Saved data entries:
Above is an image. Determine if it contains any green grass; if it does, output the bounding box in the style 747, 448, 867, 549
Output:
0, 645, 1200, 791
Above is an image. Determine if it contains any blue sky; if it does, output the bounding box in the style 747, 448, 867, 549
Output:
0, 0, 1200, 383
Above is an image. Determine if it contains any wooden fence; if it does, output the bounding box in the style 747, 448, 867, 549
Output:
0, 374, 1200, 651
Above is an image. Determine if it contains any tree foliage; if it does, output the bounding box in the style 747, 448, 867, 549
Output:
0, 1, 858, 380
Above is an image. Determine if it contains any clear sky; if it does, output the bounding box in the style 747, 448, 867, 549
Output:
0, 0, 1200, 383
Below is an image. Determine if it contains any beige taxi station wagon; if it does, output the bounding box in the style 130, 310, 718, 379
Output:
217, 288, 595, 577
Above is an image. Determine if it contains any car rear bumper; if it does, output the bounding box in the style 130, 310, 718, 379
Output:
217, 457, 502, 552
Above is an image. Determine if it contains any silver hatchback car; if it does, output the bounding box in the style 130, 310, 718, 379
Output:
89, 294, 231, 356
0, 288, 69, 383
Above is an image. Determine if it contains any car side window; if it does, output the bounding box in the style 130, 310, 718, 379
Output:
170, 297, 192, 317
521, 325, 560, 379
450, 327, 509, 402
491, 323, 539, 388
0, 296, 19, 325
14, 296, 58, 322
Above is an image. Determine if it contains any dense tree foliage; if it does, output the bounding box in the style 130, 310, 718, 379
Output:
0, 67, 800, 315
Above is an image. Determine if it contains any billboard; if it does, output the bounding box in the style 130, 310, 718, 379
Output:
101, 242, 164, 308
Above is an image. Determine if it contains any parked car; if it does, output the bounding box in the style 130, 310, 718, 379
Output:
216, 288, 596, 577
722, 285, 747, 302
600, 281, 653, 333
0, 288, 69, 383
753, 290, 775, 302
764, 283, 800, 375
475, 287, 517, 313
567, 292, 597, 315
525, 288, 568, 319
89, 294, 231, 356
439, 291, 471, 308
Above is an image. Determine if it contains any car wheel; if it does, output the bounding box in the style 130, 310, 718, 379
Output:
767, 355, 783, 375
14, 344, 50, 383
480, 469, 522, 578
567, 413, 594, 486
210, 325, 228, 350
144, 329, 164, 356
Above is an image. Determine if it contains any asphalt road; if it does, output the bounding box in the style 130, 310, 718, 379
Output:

= Problem statement =
Rewrite every one of the entries above as a JSON list of strings, with each line as its own string and blank lines omitted.

= The output =
[
  "Above is an image. Determine if it contains any green grass; if it does, output the bounding box in the style 747, 448, 867, 549",
  "Output:",
  "0, 645, 1200, 791",
  "Above is an image. Determine if it contains any blue sky; if it does, output the bounding box in the style 747, 448, 867, 549",
  "Output:",
  "0, 0, 1200, 383",
  "Above is an image. Determine if it contains any wooden fence; if it does, output the bounding box in the style 747, 448, 867, 549",
  "Output:",
  "0, 374, 1200, 651",
  "Above is an image. Determine if it contains any tree foliage; if it does, output the bounding box in the style 747, 448, 867, 549",
  "Output:",
  "0, 1, 858, 380",
  "Above is an image. Determine if it contains any clear sky; if it does, output the bounding box in the style 747, 448, 867, 549",
  "Output:",
  "0, 0, 1200, 383",
  "Below is an image. Determine if it contains any beige taxi station wagon; if it does, output the bounding box in the style 130, 310, 718, 379",
  "Output:",
  "217, 288, 595, 577",
  "Above is an image. Determine if it contains any car rear bumper; if it does, output the bounding box in the style 130, 310, 718, 379",
  "Output:",
  "217, 457, 502, 552",
  "Above is an image. Determine if it contains any silver hatchback car; if it does, output the bounding box in the style 130, 310, 718, 379",
  "Output:",
  "89, 294, 231, 356",
  "0, 288, 69, 383",
  "Above is an image. Determine if it contains any car side window; if it does, output the bounding box in the style 130, 310, 718, 379",
  "Output:",
  "170, 297, 192, 317",
  "521, 325, 560, 379",
  "450, 327, 509, 402",
  "491, 323, 539, 388",
  "0, 296, 19, 325",
  "14, 296, 58, 322",
  "Above is an image. Determine if it contains any dense tree foliage; if it does, output the bounding box in the style 130, 310, 718, 379",
  "Output:",
  "0, 67, 800, 315",
  "Above is an image. Determine if it contains any billboard; if it does, output the bounding box in the style 130, 310, 718, 379",
  "Output:",
  "101, 242, 164, 308",
  "Above is an image. Determine if it contains any parked car; if it does, output the bounding box in the style 130, 310, 718, 379",
  "Output:",
  "216, 288, 596, 577",
  "722, 285, 747, 302",
  "600, 281, 653, 333",
  "0, 288, 69, 383",
  "753, 290, 775, 302",
  "764, 283, 800, 375",
  "475, 287, 517, 313",
  "567, 292, 597, 315",
  "525, 288, 568, 319",
  "89, 294, 231, 356",
  "439, 291, 471, 308",
  "Above is an image. Determine if it contains any car wheel; if it does, output the bounding box in the style 130, 310, 718, 379",
  "Output:",
  "767, 355, 783, 375",
  "14, 344, 50, 383",
  "480, 469, 522, 578",
  "567, 413, 594, 486",
  "210, 325, 228, 350",
  "144, 329, 164, 356",
  "Above is an image. Determine if it contains any asphalt road; if it does, output the bounding box in the style 130, 310, 718, 379",
  "Output:"
]